As they have conveniently little knowledge of this threat, of course, their fears can only be quelled by the patriarchal state.

"The idea must be to make people realise that this law is not "tough on terrorism, tough on the causes of terrorism": no, it is "tough on liberty, tough on the causes of liberty."

Very well put.

Incidentally, here's something to fume over -

pagar said...

What has been so disappointing is that the media have almost universally depicted Davis as cynical, egotistical, self serving or mad and have unanimously refused to discuss the erosions of our liberties which he has tried to highlight.

It is a sad commentary on how far we have descended into the shit that it seems impossible for them to countenance the possibility that that any politician could possibly take an action informed by principle.

God help us all.

Anonymous said...

The nightmare scenario, which I predict and fear will happen, is that:
(1) Nobody will stand against Davis

(2) he will get about 398 votes, and these people will be identified as "Libertarians" and "extreme Right Wing", both on the Booby-See and in the dark hallways of the State, and they will be watched thenceforth, and worse.

(3) The MSM will pillory him thereafter, as having "stood against the interests of the safety of the people".

Wasn't the original name of the KGB the "Committee for Public Safety"?

Anonymous said...

This 69% in favour, does anyone know what the question was?

For example this;
Would you support detaining suspected terrorists for up to 42 days without charge?

Is very different from this;
Would you support detaining innocent people for up to 42 days without charge?

Anonymous said...

Well, as St Thomas Aquinas points out when discussing why God bothered writing the ten commandments on a stone if they can be worked out by reason alone - some people aren't that bright, and most of them are very busy staying alive, and thus whole societies might not get round to working out "Never pinch other people's stuff".

The really frustrating and sad thing is that people who get paid to think and then write about this sort of thing (theoretically, at least) appear to be a) uninterested in talking about the issues or writing about politics as if it were something other than a giant Big Brother b)not that bright c)considerably less informed than me, which is saying an awful lot.

If I had four children and a mortgage, I could be forgiven for not reading beyond the Sun (the Guardian is possibly the Unforgiveable Crime:-) or thinking much about it. But the cynic or fool who doesn't digest the issue and present it intelligently and clearly for me to read in the paper of my choice - well, something should be done with him, beginning with sacking.

Thatcher's Child said...

As most people in the world of blogs, I have been thinking about this issue.

My plan is to produce a TV pilot where the crew go out and kidnap an MP and stick them in a cell for 41 days.

Everyday, you tell them that you suspect they may have had terrorist thoughts, and use examples of their statements in the press against them.

On day 41 they are released.

The fun bit is the hidden cameras which follow them for the next 42 days as they try to put their lives back together again.

This would be a ratings winner - Think I might call it The Real Big Brother!

Anyone got a camera and the phone no of the chief commissioning editor for the BBC?

Anonymous said...

Interestingly, and not unwelcome, you've reached a very patrician conclusion which could be called disdainful and patronising to the masses, from an anti-Establishment perspective.

Perhaps you will take stock when you lay into Cameron or Brown for doing something, on the grounds of its unpopularity.

◆ Information given
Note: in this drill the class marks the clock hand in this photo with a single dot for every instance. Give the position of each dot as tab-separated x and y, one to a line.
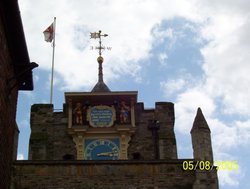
106	154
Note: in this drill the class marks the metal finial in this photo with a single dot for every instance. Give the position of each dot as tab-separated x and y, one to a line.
96	35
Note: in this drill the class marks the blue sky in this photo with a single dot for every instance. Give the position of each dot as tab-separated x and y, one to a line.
192	53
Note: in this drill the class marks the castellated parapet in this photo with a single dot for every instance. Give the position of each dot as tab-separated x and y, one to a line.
49	139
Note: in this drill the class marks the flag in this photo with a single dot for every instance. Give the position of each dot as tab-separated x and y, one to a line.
49	33
95	35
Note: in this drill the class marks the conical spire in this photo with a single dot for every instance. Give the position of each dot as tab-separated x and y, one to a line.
100	86
200	121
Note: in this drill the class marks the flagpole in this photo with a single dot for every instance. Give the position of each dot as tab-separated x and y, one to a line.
53	58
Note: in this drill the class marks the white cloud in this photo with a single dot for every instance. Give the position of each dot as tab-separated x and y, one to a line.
133	30
172	86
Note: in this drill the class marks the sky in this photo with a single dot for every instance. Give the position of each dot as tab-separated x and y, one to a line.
193	53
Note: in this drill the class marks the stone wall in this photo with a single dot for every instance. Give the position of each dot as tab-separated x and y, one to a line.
102	175
8	101
49	139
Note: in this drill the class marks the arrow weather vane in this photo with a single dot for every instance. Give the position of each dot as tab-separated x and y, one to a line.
96	35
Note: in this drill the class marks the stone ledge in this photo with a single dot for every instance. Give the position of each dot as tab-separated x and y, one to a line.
100	162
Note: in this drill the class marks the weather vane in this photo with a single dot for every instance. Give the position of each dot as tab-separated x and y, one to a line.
96	35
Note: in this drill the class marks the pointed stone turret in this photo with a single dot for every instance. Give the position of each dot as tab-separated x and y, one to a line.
100	86
201	139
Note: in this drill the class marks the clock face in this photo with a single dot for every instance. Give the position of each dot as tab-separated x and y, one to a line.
102	149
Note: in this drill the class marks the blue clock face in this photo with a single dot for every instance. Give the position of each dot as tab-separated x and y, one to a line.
102	149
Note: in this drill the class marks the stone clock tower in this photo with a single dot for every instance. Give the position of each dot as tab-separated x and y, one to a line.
106	139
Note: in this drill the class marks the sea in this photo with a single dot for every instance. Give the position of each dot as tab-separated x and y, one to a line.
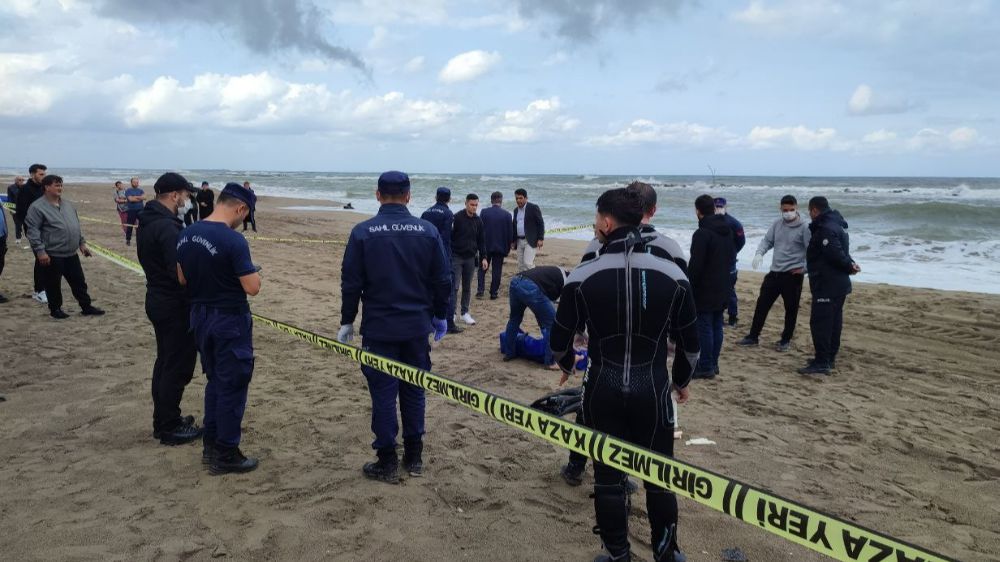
941	233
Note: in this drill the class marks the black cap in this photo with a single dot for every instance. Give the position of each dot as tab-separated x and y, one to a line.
393	183
170	182
236	190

◆ What the task requires
In the comment thread, what does Thatcher's Child think of calling the proposed TV pilot? The material that comes after the comment thread stands apart from it.

◆ Response to the task
The Real Big Brother